[c-nsp] MTU size, fragmentation and drops

Andrew Miehs andrew at 2sheds.de
Sat Apr 16 01:11:41 EDT 2016


The PE was sending out packets bigger than CE could accept, due to
your settings and/or the link characteristics.
Its like trying to fit a domestic hose attachment (MTU1500) to a
firehose (MTU9000) without an adapter. Its just not going to work, and
water (PACKETS) spray out the side everywhere, and nothing goes
through the domestic hose nozzle.

There is no chance of the CE sending back an ICMP fragmentation needed
message as the frame it is supposed to ingest never enters into the
router, cause the 'ingress' port is too small to allow it to fit. As
Gert said, L2 vs L3.
--*--
WHAT THIS EXERCISE ASKS>
(a) In the post on MTU size, fragmentation and drops, why is there no chance of the CE sending back an ICMP fragmentation needed message?
(b) Continue the mailing-list post on MTU size, fragmentation and drops from its final sentence.

DATASET EXCERPT>
--*--
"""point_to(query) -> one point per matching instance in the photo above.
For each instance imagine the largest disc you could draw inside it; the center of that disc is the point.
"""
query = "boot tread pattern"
--*--
RESPONSES BY TASK>
(a) The frame never enters the router because the ingress port is too small for it to fit.

(b)
On Fri, Apr 15, 2016 at 8:35 PM, Mikael Abrahamsson <swmike at swm.pp.se> wrote:
> On Fri, 15 Apr 2016, CiscoNSP List wrote:
>
>> My question is why?  i.e. Why would reducing our PE's Ints MTU size to
>> 1500 "allow" packets above 1500bytes to pass fragmented, but at 9100, they
>> were dropped?
>
>
> There are two values here, MTU and MRU.
>
> Some devices configured for 1500 MTU are capable of receiving 9100
> unfragmented packet, but will not transmit more than 1500 bytes (thus
> fragmenting before sending).
>
> So most likely, the CE had MTU and MRU set to 1500, and since the 9100 sized
> unfragmented packet sent from the PE to the CE was higher than the MRU, it
> was dropped.
>
> If there were some L2 switches in between the PE and CE, then it/they might
> have dropped it.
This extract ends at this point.